■ **Dataset entries**:
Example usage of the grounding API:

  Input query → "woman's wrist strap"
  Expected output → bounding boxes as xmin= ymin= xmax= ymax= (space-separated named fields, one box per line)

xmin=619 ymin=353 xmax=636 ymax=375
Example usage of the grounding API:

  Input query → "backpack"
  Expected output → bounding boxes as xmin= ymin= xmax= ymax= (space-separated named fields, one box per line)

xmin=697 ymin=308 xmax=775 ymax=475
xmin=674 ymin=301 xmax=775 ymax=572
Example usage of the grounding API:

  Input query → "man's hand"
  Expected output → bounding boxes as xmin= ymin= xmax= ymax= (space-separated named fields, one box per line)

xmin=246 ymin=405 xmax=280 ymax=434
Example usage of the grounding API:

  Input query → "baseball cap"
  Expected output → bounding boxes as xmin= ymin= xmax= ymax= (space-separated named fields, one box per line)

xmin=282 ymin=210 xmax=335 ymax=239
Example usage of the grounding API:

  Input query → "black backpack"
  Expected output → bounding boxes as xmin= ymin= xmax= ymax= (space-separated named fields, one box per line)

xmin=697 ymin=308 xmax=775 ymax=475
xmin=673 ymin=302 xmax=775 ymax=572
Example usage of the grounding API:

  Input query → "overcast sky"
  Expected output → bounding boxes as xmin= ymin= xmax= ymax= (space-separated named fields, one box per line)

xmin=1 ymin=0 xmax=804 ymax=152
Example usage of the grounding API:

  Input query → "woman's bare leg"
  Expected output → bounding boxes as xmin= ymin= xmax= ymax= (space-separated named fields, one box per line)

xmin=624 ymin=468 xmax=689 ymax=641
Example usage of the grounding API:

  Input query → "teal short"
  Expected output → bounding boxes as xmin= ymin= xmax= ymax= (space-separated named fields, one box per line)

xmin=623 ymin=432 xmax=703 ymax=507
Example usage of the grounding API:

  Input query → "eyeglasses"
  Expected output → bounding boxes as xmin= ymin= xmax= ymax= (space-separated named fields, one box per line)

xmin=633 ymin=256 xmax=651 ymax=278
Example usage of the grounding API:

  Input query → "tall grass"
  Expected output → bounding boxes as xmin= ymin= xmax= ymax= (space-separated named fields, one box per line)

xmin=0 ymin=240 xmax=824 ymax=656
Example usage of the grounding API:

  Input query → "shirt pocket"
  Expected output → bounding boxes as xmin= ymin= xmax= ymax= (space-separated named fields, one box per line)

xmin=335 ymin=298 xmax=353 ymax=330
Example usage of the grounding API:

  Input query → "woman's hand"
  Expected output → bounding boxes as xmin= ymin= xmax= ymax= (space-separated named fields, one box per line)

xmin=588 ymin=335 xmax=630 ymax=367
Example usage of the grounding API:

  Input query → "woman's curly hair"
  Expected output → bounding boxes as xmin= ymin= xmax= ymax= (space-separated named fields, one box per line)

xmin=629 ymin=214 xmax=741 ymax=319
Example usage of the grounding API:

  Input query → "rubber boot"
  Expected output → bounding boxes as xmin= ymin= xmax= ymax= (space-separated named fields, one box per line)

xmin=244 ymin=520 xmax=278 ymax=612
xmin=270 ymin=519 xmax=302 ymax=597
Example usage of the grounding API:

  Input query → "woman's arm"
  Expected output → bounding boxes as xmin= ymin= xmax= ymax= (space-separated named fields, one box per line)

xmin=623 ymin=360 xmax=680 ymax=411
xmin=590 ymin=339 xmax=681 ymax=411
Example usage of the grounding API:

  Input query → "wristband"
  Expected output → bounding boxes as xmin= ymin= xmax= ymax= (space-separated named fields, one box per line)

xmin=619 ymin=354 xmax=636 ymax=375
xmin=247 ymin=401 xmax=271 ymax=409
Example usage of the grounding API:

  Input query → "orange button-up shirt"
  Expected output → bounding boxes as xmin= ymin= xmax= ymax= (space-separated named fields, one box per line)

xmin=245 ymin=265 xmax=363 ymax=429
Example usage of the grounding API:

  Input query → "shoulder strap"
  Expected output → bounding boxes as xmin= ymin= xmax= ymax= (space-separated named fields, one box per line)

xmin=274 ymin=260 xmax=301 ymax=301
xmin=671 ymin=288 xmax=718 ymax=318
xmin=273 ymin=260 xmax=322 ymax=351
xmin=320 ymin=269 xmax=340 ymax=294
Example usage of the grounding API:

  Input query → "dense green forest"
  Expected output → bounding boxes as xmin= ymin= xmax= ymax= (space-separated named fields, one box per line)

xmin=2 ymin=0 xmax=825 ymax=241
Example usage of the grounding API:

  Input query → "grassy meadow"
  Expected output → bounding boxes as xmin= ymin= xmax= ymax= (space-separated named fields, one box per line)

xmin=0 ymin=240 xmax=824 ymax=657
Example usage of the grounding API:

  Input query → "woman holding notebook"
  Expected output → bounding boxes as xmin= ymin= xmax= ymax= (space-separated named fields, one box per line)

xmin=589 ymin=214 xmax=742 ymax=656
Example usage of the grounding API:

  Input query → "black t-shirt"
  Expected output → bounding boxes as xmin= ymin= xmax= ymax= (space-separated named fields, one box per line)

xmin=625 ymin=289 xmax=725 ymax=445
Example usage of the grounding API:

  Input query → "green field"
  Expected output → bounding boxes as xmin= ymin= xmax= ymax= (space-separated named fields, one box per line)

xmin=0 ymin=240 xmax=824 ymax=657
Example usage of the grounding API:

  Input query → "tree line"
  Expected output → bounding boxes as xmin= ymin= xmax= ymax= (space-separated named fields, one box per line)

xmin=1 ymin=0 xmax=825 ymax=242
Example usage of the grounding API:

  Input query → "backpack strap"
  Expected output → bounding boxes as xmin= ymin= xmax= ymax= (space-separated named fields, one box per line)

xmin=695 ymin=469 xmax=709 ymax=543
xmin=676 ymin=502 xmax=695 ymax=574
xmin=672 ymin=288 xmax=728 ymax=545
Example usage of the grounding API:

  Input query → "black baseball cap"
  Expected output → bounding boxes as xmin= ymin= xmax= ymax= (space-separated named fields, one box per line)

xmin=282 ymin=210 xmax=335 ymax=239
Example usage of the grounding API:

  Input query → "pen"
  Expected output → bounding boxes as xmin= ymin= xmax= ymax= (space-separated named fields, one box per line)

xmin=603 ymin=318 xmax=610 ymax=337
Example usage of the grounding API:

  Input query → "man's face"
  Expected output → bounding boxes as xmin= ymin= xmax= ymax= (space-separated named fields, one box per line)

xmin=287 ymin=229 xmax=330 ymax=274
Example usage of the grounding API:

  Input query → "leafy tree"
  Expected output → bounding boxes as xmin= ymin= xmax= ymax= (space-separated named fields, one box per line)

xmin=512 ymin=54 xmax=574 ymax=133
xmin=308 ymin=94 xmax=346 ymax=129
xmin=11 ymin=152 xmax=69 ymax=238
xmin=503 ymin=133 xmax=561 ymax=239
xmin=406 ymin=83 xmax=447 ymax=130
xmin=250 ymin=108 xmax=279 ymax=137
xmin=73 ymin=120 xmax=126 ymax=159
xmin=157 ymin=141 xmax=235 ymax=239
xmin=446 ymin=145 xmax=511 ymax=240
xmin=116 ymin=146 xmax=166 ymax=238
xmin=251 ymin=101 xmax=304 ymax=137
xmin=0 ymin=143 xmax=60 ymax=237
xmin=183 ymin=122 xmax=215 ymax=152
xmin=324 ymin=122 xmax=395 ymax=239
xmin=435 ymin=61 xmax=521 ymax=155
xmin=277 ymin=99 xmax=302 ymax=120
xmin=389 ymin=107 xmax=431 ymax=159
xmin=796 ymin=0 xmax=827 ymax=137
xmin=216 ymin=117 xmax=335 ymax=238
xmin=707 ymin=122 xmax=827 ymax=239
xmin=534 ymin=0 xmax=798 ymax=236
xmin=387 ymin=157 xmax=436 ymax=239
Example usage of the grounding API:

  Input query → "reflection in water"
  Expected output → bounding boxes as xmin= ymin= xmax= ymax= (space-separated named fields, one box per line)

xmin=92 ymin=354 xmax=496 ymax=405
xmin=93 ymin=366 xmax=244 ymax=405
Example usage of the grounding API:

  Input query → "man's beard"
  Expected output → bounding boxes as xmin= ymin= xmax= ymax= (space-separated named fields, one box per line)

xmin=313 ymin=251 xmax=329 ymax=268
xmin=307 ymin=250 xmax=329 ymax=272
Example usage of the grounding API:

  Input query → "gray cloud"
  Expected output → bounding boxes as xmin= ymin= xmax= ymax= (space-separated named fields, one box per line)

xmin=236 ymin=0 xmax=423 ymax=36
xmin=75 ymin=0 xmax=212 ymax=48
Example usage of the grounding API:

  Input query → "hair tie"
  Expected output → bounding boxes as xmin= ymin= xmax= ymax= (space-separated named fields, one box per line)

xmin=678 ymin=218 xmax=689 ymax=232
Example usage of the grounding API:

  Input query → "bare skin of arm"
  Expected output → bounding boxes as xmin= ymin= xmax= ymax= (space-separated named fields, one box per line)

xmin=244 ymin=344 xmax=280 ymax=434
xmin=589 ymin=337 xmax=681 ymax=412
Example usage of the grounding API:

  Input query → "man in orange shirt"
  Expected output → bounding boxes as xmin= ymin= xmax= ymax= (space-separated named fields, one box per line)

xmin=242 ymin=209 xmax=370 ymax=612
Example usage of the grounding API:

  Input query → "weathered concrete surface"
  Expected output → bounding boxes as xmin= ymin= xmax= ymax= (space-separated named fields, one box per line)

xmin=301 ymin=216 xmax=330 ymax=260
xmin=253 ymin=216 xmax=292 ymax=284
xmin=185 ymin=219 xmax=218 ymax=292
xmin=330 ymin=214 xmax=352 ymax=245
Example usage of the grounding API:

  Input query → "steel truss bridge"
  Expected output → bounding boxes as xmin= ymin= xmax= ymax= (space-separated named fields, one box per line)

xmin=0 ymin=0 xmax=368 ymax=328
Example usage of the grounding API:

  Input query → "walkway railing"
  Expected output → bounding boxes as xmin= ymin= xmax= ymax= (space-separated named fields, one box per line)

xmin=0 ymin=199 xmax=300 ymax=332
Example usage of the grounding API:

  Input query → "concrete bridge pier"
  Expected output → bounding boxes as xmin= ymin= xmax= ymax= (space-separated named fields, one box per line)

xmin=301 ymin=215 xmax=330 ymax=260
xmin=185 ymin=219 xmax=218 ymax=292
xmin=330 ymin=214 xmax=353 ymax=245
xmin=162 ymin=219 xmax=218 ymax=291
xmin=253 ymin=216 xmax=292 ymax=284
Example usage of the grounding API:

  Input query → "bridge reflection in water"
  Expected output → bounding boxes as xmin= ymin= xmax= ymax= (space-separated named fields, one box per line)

■ **Task prompt**: Scan the records above for the string "hair", then select every line that holds it.

■ **The completed task**:
  Input query → "woman's curly hair"
  Input query → "hair tie"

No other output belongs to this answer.